» Assignment:
Of the lines below, copy those that hold the word "Each".

» Given entries:

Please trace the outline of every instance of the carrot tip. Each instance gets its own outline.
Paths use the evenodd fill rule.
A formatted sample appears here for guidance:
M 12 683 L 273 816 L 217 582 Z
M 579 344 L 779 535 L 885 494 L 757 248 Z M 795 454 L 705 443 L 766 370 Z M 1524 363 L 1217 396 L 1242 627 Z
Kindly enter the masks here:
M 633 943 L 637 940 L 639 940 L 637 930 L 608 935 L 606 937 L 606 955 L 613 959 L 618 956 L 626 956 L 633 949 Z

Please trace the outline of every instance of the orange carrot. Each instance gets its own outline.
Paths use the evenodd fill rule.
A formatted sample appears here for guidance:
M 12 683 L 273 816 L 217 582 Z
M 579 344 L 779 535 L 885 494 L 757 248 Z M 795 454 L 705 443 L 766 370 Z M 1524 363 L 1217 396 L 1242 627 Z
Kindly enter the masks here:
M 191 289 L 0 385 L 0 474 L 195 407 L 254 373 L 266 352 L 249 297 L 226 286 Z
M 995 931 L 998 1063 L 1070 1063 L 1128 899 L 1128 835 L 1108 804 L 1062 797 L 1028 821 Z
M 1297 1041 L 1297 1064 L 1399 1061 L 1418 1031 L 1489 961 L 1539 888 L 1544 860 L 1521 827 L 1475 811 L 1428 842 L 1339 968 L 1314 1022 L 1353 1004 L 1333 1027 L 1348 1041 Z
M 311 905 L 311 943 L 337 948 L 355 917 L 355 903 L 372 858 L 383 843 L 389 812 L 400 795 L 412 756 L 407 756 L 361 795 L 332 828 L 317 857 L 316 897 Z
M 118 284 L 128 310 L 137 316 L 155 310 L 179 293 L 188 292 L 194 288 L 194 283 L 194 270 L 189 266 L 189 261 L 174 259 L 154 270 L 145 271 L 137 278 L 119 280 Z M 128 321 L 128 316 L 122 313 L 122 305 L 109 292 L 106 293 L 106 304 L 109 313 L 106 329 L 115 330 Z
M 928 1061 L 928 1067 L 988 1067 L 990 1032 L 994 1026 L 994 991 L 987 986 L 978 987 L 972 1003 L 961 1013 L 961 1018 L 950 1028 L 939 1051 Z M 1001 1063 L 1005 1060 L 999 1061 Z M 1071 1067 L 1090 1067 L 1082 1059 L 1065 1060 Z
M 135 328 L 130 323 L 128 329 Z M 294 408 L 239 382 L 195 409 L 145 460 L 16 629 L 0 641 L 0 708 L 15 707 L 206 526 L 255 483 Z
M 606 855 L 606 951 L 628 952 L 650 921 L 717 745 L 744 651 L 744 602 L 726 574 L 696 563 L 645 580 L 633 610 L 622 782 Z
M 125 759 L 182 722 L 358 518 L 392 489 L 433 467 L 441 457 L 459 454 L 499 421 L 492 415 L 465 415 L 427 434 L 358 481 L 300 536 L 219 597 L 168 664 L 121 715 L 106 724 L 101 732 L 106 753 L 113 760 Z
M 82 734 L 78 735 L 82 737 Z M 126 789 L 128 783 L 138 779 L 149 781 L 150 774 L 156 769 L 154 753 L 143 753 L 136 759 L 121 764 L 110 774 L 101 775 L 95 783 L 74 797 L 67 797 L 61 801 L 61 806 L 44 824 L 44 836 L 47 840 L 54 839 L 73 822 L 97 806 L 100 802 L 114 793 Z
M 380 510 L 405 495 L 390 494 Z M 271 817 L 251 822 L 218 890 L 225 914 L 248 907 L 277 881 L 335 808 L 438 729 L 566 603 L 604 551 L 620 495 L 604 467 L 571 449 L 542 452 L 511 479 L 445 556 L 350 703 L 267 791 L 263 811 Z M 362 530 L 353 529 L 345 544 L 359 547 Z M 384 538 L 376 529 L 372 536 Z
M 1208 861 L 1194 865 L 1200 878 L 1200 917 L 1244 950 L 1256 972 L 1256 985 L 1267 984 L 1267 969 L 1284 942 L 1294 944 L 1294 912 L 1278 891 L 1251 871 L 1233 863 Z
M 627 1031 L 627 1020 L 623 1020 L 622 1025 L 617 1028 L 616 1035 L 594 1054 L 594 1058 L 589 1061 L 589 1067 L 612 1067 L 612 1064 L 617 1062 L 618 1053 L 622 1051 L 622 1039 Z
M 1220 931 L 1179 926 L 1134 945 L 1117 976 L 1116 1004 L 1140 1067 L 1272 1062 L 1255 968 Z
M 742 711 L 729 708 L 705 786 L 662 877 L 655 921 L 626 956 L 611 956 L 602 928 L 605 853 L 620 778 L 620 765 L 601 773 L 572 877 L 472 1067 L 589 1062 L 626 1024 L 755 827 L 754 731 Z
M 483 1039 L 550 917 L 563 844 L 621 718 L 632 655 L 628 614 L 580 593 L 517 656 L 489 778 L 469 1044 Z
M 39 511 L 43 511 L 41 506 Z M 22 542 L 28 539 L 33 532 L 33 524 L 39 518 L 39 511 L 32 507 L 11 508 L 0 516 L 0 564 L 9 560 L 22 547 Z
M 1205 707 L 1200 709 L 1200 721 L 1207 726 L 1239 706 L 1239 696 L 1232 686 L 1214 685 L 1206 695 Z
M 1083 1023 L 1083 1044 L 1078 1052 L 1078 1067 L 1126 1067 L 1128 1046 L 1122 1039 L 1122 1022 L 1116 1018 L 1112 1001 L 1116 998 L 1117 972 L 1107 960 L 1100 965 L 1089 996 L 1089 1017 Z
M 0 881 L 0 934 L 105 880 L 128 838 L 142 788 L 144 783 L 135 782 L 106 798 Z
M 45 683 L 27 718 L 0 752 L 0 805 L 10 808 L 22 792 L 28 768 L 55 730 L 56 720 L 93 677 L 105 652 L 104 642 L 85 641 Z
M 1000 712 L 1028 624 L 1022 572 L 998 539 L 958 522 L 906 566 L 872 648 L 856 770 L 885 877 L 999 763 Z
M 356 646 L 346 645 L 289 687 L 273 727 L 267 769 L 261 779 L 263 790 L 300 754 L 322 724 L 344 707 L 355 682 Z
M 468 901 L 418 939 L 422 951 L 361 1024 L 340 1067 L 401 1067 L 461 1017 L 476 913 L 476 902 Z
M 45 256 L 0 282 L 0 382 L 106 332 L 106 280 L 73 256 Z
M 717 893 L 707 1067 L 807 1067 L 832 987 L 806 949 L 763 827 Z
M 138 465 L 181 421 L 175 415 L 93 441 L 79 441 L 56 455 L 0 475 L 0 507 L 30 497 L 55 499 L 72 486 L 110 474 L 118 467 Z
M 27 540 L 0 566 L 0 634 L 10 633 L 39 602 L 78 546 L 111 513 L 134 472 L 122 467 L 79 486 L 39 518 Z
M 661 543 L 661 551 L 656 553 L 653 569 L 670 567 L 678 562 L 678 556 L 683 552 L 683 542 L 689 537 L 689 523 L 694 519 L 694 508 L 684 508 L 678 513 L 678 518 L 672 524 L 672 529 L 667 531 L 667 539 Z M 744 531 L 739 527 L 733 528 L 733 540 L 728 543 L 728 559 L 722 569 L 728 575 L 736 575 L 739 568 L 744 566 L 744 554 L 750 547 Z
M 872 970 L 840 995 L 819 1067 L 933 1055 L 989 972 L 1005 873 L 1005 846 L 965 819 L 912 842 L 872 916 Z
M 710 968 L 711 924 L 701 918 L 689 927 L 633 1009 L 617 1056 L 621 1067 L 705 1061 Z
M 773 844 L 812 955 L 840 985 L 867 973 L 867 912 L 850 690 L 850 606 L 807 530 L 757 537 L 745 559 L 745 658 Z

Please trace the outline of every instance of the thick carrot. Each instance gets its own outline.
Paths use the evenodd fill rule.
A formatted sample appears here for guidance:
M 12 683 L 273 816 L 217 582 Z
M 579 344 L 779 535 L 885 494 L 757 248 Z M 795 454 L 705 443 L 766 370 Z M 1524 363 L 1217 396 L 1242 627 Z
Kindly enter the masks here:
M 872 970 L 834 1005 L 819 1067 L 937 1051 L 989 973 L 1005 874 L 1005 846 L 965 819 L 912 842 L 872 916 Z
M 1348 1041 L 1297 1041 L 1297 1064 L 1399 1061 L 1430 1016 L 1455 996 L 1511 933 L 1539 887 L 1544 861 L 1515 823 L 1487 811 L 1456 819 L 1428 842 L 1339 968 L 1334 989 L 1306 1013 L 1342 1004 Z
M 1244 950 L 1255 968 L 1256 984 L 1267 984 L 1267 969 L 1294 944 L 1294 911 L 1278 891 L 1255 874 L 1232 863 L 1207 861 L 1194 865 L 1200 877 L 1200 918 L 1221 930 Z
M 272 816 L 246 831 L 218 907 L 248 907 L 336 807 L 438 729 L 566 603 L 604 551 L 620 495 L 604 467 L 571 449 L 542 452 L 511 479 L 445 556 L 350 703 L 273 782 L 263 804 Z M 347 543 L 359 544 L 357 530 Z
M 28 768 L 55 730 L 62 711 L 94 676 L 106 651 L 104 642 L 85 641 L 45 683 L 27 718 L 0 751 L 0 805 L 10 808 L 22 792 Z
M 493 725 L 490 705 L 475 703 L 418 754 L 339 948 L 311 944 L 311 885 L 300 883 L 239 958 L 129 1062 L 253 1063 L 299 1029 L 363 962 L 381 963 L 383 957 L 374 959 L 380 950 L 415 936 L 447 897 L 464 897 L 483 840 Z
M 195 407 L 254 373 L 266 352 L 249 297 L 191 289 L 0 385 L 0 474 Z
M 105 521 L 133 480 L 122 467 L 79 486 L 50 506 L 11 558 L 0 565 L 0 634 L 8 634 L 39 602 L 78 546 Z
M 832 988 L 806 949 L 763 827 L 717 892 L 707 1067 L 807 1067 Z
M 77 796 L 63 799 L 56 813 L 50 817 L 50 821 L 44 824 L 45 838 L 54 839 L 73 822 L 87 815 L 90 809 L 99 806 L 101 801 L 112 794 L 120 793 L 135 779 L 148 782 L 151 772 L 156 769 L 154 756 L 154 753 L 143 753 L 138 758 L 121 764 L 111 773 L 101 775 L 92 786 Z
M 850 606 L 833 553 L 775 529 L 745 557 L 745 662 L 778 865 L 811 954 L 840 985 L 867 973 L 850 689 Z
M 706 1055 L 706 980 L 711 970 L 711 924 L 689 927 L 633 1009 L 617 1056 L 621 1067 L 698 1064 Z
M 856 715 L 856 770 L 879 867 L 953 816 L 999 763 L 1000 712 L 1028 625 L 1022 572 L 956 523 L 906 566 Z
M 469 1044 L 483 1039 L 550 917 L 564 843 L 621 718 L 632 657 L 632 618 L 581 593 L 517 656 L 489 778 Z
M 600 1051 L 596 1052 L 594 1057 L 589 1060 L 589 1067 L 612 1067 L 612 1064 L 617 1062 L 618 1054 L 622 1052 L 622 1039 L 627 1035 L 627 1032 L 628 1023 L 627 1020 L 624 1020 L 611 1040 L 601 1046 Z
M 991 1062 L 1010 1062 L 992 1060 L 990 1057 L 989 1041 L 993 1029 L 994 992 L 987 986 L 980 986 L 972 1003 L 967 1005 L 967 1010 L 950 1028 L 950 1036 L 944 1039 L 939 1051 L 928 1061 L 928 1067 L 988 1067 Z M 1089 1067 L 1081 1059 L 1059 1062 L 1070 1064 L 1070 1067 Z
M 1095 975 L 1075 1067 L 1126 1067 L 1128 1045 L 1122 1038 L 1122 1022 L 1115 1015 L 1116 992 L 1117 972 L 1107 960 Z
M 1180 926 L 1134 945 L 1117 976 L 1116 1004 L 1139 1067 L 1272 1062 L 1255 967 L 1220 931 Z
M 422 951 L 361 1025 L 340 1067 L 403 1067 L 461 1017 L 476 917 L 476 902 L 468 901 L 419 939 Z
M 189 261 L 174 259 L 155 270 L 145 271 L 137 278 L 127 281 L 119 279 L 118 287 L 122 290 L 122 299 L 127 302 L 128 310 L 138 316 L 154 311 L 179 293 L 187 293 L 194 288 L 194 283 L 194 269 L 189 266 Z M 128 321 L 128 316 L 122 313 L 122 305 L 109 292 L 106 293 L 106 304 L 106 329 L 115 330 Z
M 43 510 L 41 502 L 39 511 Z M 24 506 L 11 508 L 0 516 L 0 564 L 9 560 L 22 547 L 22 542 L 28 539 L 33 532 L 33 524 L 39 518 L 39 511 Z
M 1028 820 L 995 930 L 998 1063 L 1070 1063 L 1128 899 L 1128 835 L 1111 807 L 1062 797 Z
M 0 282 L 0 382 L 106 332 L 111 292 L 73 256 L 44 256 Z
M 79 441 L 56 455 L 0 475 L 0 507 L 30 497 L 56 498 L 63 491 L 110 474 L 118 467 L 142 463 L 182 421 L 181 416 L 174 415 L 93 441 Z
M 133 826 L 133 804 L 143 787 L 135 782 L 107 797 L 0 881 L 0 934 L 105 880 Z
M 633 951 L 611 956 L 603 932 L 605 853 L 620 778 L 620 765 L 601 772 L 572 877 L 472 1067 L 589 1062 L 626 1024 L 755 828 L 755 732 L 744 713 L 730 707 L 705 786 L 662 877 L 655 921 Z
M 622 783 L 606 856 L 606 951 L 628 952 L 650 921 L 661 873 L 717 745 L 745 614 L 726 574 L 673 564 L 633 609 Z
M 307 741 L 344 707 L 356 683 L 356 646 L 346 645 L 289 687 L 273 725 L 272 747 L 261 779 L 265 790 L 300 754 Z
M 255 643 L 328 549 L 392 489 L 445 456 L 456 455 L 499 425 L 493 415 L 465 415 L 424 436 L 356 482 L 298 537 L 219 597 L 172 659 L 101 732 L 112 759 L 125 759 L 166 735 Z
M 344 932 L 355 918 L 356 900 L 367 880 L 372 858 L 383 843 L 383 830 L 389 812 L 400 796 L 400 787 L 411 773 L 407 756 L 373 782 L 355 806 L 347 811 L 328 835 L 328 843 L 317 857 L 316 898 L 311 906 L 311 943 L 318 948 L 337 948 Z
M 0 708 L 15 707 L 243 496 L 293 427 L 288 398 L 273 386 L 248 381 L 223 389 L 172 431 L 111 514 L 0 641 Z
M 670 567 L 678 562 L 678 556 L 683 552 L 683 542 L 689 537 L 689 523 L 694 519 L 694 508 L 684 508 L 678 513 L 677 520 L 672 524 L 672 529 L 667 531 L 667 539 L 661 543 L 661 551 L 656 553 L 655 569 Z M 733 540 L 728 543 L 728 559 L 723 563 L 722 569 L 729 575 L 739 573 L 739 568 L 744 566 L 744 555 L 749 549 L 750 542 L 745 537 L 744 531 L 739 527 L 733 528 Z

» Reply to the exercise:
Please trace the outline of every instance of the carrot tip. Each instance gets its own outline.
Please trace the outline of every instance of the orange carrot. Each instance gets its own outline.
Please trace the outline of every instance of the thick carrot. Each instance gets its own outline.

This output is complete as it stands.